• SOURCE DOCUMENT:
■ ■ ■ ■

Updated: Mar 15
Increasing the carrying capacity of a body of water by adding the limiting nutrients has been demonstrated in several works, particularly in freshwater environments. This was demonstrated in very early studies (Swingle and Smith, 1938; Ball, 1948; Hall et al., 1970). More recent studies where phosphorus fertilization was carried out in the Kuparuk River, Alaska, during 1985–90 resulted in a 1.4- to 1.9-fold increase in the size of age 0+ fish and a 1.5- to 2.4-fold increase in the weight gain of adult grayling in some years (Deegan and Peterson, 1992). In another study in the same river, it was shown that fifty-six percent of the variance in adult grayling growth rate in said river was associated with nutrient level and mean summer discharge which suggested that river discharge and water temperature may influence long-term survival and population dynamics of grayling in Arctic tundra streams (Deegan et al., 1999). A long-term (16 years) of stream (Kuparuk River) fertilization (phosphorus, H3PO4) experiment was performed to evaluate the potential eutrophication of an arctic stream ecosystem. A positive response to fertilization was observed at all trophic levels with increases in epilithic algal stocks, some insect densities, and fish growth rates (Slavik et al., 2004).
In Toolik Lake, Alaska, it was demonstrated that the addition of inorganic nitrogen and phosphorus dramatically increased phytoplankton productivity. The phytoplankton biomass however was not sufficient to draw down all the nitrogen and phosphorus that was added and these nutrients reached high levels in the last half of the summer (O'Brien et al., 1992). In artificial lakes and fishponds, nutrient enrichments has 2 been undertaken and has been shown to increase biological productivity and fish production. This has been practiced for several years in China, Indonesia, Philippines and other parts of Asia.

■ ■ ■ ■

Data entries
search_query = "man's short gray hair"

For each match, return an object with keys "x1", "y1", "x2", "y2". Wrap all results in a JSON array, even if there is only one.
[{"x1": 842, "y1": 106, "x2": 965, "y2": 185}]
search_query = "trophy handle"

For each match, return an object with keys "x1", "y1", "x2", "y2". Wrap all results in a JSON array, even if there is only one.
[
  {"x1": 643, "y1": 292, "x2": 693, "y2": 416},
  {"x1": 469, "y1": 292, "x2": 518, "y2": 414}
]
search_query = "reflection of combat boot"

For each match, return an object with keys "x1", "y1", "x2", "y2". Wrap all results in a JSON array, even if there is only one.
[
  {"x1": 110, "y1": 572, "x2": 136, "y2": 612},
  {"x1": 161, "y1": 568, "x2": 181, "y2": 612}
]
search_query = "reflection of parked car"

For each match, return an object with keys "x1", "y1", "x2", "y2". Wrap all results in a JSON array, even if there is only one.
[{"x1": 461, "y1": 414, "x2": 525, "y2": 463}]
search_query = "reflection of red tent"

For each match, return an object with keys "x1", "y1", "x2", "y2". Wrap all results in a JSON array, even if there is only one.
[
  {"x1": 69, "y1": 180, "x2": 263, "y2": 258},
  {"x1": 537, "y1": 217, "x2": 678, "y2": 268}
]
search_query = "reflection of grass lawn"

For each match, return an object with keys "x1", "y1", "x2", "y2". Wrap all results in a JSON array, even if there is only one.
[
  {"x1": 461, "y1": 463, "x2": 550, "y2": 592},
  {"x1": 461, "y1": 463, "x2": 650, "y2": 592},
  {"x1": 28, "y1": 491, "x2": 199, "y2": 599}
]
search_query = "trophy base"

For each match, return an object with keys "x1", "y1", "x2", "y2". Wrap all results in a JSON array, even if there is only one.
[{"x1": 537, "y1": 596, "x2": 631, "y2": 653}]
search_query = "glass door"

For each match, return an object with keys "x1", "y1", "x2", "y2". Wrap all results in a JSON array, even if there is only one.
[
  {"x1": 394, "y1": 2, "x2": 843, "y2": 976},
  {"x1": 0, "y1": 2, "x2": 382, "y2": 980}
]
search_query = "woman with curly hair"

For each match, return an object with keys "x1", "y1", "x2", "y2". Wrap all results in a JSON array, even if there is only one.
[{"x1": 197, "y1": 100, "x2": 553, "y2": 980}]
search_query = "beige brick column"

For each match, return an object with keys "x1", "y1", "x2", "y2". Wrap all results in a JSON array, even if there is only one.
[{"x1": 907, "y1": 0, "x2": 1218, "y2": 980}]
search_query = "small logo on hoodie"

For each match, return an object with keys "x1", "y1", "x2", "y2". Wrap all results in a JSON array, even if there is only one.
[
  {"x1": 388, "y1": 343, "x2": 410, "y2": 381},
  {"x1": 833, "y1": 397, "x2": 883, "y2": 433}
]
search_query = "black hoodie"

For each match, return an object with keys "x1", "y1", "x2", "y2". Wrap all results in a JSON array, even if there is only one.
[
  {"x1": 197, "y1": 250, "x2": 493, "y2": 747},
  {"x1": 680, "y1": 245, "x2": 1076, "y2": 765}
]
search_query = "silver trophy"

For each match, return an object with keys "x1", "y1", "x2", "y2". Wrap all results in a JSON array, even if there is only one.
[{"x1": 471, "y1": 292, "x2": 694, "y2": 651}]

■ ■ ■ ■

Answer these questions from the text on nutrient enrichment of water bodies:
(a) During the 1985–90 phosphorus fertilization of the Kuparuk River, by what factor did the size of age 0+ fish increase?
(b) How many years did the long-term fertilization experiment on the Kuparuk River last?
(c) Which nutrients were added to Toolik Lake?

• REPLY:
(a) 1.4- to 1.9-fold
(b) 16 years
(c) Inorganic nitrogen and phosphorus